Why is a UN Binding Treaty on transnational corporations and human rights so urgent?

Dhaka in Bangladesh, 24 April 2013, the structure of the Rana Plaza building collapsed while 5000 people were working inside. The workers had warned that the building was in poor condition. 1130 people died and over 2000 were injured. Most of them were women. The textile workshops produced the garments found in the stores all over the world. Yes, most of them. The responsibility for this tragedy lies with renowned clothing brands, transnational fashion companies.

Brazil, Brumadinho, 24 January 2019, a dam with 12 million cubic meters of toxic mud collapsed, causing a massacre. 272 people died and more than three years later 11 people are still missing. As time goes by, the impacts are becoming clearer. Today it is estimated that approximately 1 million people were affected. Responsibility lies with a Brazilian transnational corporation, Vale who, having destroyed countless lives, ecosystems and communities, continues to operate with impunity.

In the Ecuadorian Amazon region, affected communities have been fighting for over 30 years for justice against transnational corporation Chevron, formerly known as Texaco, for to its countless crimes: releasing toxic water into rivers, daily oil spills (in six years there were over 900 spills in the Ecuadorian Amazon forest) and causing acid rain as a result of gas flaring. These are just some examples. Still unpunished, Chevron operates in over 20 countries globally.

The strategies used by transnational corporations to get away with these crimes are manifold: selling their assets and leaving the countries where they have caused disasters: paying minimal amounts in fines yet continuing to operate; political and judicial lobbying; criminalisation of the communities denouncing them; hiding behind nameless or faceless companies, or behind subsidiaries which take the blame for the parent company.

These strategies are part of the architecture of impunity that protects transnational corporations. Letícia referenced other strategies used: free trade agreements and purple/greenwashing. “Purplewashing – co-opting women – and greenwashing -market environmentalism – allow crimes to be compensated (according to the corporate logic) through corporate social responsibility.”

“Transnational corporations are at the centre of the system we want to change: the capitalist, racist and patriarchal system,” said Leticia, who is one of the speakers at the event in Tegucigalpa. “Laws are not everything, but they are another tool to ensurie the fight is more just,” she added.

What are the main demands in the struggle to stop corporate impunity through a binding treaty?  

The social organisations that are part of the Global Campaign will be taking concrete proposals to the UN negotiations taking place this October in Geneva.

[Entries taken from a collection]

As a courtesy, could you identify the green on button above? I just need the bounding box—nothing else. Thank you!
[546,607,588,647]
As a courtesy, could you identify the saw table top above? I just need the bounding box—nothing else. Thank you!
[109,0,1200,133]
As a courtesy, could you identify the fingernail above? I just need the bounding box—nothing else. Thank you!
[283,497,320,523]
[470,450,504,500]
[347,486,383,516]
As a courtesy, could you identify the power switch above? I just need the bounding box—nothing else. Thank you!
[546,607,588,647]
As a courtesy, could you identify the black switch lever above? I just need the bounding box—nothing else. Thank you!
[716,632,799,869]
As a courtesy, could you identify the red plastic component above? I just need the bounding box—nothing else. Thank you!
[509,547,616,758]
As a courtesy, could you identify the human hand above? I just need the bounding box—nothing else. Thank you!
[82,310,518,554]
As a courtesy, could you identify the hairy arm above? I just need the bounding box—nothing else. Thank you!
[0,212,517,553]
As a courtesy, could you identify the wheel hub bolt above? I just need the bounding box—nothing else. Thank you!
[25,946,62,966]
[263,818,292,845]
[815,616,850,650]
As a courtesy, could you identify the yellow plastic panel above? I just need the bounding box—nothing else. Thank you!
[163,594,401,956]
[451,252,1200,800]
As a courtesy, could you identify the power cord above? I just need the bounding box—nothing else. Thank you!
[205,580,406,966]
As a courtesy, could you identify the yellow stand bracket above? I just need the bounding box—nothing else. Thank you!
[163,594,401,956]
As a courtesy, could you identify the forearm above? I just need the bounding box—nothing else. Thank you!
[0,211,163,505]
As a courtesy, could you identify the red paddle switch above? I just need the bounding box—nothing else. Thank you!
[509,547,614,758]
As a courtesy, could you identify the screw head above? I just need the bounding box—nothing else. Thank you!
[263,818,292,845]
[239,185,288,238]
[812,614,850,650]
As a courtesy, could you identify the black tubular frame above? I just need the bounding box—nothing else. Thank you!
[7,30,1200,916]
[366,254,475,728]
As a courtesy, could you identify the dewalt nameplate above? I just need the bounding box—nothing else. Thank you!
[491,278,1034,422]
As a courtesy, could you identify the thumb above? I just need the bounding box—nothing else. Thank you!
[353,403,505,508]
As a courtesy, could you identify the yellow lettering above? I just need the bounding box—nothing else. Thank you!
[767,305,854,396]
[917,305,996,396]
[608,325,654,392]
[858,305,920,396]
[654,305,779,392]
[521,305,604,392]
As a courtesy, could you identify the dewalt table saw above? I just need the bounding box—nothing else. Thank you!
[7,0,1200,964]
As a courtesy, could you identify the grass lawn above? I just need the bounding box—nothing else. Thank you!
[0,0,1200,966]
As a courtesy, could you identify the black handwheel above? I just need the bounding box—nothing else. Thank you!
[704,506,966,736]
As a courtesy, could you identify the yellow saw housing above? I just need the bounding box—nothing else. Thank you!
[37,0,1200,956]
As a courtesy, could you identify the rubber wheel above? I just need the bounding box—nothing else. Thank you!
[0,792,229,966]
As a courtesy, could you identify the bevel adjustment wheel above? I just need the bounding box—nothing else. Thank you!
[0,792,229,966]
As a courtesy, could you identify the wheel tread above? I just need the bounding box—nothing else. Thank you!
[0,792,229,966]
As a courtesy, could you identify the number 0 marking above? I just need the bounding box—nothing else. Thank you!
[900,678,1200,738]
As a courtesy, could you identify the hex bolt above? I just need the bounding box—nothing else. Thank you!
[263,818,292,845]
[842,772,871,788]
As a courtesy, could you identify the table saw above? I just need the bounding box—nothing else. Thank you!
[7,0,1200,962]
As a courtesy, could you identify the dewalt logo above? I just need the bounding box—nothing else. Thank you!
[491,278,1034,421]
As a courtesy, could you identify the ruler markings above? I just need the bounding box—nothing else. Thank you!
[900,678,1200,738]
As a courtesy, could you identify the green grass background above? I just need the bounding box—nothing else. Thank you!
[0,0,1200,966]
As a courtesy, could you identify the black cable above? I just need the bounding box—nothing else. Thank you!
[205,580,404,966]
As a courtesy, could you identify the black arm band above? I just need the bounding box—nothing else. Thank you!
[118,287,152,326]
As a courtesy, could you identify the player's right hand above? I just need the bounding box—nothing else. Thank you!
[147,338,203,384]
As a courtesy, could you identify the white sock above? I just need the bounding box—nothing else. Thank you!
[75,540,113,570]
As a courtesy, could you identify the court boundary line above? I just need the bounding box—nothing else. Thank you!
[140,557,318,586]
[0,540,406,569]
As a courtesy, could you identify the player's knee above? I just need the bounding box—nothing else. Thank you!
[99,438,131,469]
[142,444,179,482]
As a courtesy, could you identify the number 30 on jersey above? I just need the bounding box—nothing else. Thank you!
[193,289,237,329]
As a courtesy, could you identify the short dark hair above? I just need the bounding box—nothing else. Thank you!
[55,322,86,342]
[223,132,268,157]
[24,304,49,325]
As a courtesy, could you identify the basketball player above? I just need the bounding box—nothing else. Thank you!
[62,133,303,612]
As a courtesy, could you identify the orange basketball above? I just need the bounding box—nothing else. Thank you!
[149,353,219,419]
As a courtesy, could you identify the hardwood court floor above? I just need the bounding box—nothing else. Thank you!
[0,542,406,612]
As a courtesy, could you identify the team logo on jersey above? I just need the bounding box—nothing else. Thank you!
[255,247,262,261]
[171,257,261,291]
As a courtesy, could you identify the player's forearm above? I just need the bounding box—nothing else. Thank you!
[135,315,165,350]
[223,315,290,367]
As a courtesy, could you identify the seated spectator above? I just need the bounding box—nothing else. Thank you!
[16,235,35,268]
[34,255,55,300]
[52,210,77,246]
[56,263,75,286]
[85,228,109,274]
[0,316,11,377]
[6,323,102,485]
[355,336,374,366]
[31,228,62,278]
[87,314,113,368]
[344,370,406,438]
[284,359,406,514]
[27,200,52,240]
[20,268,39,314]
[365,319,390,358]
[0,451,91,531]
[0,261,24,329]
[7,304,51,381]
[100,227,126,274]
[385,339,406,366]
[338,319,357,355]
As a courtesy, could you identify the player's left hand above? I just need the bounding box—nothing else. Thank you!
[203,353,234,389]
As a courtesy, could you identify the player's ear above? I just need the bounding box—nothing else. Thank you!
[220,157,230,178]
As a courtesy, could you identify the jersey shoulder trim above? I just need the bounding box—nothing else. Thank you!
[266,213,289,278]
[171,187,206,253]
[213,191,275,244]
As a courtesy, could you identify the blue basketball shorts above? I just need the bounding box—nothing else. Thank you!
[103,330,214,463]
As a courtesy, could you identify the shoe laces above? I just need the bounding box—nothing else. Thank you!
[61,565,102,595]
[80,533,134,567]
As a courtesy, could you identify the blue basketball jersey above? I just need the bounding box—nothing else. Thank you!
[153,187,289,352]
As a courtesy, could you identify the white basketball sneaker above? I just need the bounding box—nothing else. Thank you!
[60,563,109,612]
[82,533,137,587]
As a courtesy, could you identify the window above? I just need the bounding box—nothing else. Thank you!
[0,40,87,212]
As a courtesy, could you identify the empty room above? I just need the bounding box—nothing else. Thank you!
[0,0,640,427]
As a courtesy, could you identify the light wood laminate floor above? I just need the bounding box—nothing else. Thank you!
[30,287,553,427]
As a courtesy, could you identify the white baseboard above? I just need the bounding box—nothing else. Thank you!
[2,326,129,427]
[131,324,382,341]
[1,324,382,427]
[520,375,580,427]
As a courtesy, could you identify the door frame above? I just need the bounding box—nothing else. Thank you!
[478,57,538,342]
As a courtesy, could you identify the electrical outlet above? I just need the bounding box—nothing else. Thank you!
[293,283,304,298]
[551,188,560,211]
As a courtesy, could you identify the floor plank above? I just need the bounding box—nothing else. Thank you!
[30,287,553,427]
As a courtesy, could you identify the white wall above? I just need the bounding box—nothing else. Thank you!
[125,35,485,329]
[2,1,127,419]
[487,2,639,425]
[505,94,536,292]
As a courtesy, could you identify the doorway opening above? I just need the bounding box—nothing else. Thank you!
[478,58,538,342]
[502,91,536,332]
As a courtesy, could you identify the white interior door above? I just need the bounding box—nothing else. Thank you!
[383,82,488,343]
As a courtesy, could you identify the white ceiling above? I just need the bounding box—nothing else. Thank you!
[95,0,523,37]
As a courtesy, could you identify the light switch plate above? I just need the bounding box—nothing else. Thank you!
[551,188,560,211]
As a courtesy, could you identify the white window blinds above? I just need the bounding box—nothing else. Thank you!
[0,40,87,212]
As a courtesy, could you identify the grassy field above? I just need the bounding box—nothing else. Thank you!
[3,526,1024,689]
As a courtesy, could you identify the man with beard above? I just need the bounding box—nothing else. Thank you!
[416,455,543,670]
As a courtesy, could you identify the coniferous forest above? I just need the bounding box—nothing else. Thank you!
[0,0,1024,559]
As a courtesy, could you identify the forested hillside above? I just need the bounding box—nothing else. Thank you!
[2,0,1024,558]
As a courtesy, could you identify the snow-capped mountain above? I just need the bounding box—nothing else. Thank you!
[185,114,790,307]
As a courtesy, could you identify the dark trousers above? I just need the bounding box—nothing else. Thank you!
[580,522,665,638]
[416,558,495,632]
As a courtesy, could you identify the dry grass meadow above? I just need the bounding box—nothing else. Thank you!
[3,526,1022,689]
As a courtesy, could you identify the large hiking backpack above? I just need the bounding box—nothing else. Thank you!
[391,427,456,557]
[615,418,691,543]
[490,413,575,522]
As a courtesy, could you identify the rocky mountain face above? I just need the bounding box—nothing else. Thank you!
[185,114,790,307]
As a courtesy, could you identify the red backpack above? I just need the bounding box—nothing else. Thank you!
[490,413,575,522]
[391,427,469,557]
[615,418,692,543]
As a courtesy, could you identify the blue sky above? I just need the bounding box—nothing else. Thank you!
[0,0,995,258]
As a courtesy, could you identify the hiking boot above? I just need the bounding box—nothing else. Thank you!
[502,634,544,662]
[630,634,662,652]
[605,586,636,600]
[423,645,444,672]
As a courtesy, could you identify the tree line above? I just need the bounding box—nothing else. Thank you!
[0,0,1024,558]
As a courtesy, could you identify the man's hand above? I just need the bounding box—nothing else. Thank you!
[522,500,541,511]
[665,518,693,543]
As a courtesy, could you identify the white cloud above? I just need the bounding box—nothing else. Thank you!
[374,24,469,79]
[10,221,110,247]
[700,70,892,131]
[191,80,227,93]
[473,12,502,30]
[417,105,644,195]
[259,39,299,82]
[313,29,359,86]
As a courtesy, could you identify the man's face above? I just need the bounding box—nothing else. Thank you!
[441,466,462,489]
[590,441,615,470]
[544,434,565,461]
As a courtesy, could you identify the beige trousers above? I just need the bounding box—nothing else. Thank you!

## Work item A
List each strategy that the paragraph of the text on the UN binding treaty beginning "The strategies used by transnational corporations" says corporations use to escape punishment for their crimes.
## Work item B
Copy out the passage of the text on the UN binding treaty between "Dhaka in Bangladesh, 24" and "transnational fashion companies.", inclusive.
## Work item C
Answer these questions using the text on the UN binding treaty:
(i) How many people died in the Rana Plaza collapse?
(ii) How many oil spills occurred in the Ecuadorian Amazon forest in six years?
(iii) Where will the UN negotiations take place?

## Written solution A
- Selling their assets and leaving the countries where they have caused disasters
- Paying minimal amounts in fines yet continuing to operate
- Political and judicial lobbying
- Criminalisation of the communities denouncing them
- Hiding behind nameless or faceless companies, or behind subsidiaries which take the blame for the parent company

## Written solution B
Dhaka in Bangladesh, 24 April 2013, the structure of the Rana Plaza building collapsed while 5000 people were working inside. The workers had warned that the building was in poor condition. 1130 people died and over 2000 were injured. Most of them were women. The textile workshops produced the garments found in the stores all over the world. Yes, most of them. The responsibility for this tragedy lies with renowned clothing brands, transnational fashion companies.

## Written solution C
(i) 1130
(ii) Over 900
(iii) Geneva